BEGIN
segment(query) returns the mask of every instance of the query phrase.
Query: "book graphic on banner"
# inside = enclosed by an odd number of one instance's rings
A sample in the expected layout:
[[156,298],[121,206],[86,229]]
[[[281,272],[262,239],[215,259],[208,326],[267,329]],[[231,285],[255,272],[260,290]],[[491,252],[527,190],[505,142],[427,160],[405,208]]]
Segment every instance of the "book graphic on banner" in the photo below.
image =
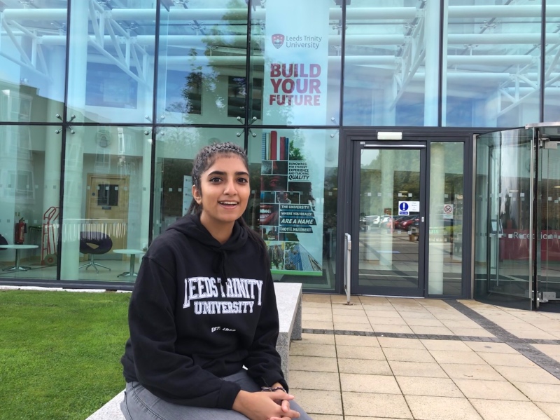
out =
END
BEGIN
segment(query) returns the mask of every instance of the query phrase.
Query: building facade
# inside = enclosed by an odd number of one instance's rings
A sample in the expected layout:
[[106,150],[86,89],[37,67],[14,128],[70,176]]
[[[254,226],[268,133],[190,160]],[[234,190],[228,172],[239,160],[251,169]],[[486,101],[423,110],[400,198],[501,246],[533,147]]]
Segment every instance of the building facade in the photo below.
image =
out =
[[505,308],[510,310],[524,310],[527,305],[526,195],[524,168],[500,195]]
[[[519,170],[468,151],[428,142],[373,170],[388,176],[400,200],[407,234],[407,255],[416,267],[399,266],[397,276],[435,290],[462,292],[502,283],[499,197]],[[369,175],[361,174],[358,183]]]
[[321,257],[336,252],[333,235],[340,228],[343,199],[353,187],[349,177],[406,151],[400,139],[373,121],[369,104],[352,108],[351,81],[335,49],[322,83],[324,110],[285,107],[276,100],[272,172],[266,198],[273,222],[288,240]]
END
Pull out each line of the material above that contains the word "facade", copying every such line in full.

Query: building facade
Segment every instance of the building facade in the photo below.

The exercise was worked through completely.